Supplied text.
• • • • •

28th November 2010, Plane, Brisbane-Adelaide:
For being the opening of.
One who might be construed as,
…is the first entry in my notebook after I left Brisbane airport in the early hours of Sunday morning, almost three weeks ago. It proves, I think, that I’m not particularly adept at keeping a journal. Nonetheless, I’ll add occasional musings from its pages over these next few posts, to try and spice things up a little.
Because this could easily turn into a very, very generic series of exchange-year bloggeries. This is a little tale of how I went halfway across a continent, came halfway back, turned around again, raced all the way across to the other side, spun 180 degrees almost instantly, went to a completely different bit, went to another completely different bit, went back to the first completely different bit again, and finally panted my way right back to where I had started, with very little to show for it except fractionally longer hair and several dozen photographs of a stuffed mammoth. This is:
What I Did on My Holidays – Part 1: Beginnings
The second part of my journey was to be taken in company. The first part was reaching it. Morgan Wegner, one of my chief co-troublemakers in Brisbane, and her fellow Seattleite Russell had begun their adventures a few days previously to mine, spending a few days merrily gallivanting around the Great Barrier Reef. My rendezvous with them was in Adelaide, from whence we were to travel the Great Ocean Road – a famously gorgeous stretch of coastland scenery between Adelaide and Melbourne.
I was not in Adelaide, though. I was in Brisbane. And the difference between Brisbane and Adelaide is that they’re not in the same place. Considering the problem logically, it seemed obvious that what I needed to do was get from the one to the other. And while much of my journey was to take place on Australia’s elephantine rail network, Brisbane-Adelaide is a two day rail trip, and I needed something a little more …straightforward. What about a train that could fly?

• • • • •

Provided records.
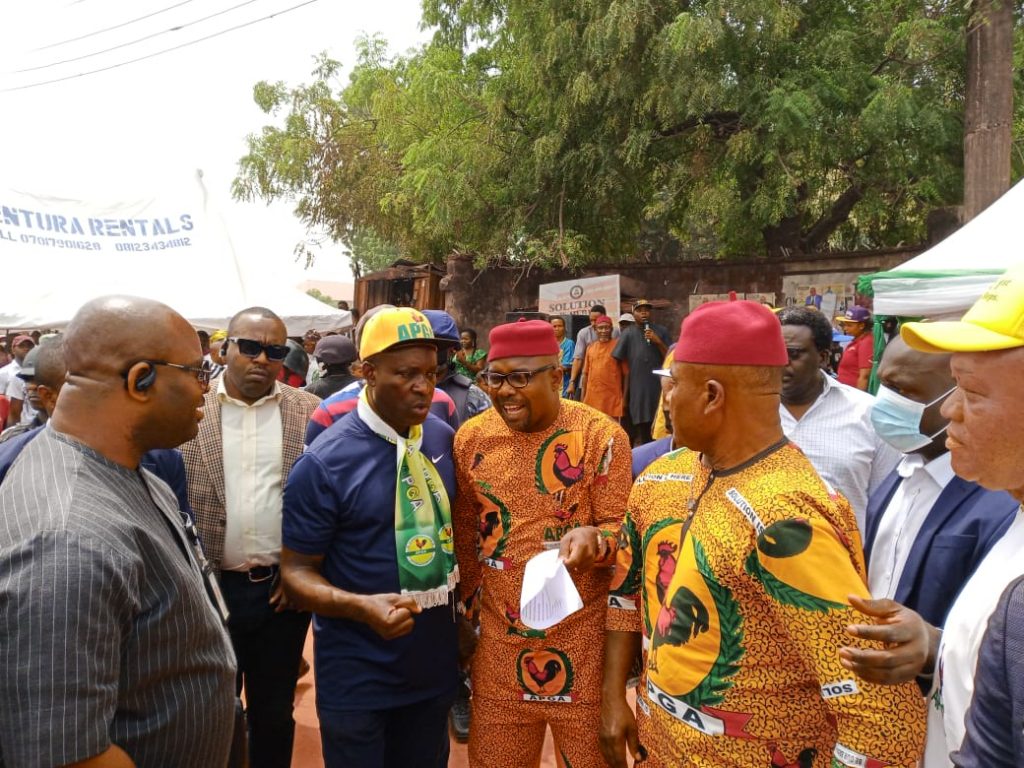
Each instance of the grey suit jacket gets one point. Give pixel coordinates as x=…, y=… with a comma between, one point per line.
x=204, y=458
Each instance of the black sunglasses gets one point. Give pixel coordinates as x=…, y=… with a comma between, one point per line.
x=202, y=373
x=253, y=348
x=517, y=379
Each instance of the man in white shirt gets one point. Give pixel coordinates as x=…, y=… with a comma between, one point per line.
x=828, y=421
x=985, y=429
x=13, y=387
x=249, y=438
x=927, y=529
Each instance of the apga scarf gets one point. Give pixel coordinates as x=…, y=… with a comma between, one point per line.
x=427, y=570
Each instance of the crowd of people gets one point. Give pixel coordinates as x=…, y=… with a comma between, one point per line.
x=793, y=572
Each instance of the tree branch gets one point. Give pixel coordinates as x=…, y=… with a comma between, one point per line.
x=724, y=123
x=833, y=218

• • • • •

What the task requires.
Condense the paragraph of the travel post above that begins "The second part of my journey" into a short bulleted list that keeps its main facts.

Full output.
- The journey's second part was to be made in company, and the first part was getting there.
- Morgan Wegner, a chief co-troublemaker in Brisbane, and Russell, also from Seattle, set off a few days earlier and spent several days around the Great Barrier Reef.
- The meeting point with them was Adelaide.
- From Adelaide the group planned to travel the Great Ocean Road, a famously gorgeous coastal stretch between Adelaide and Melbourne.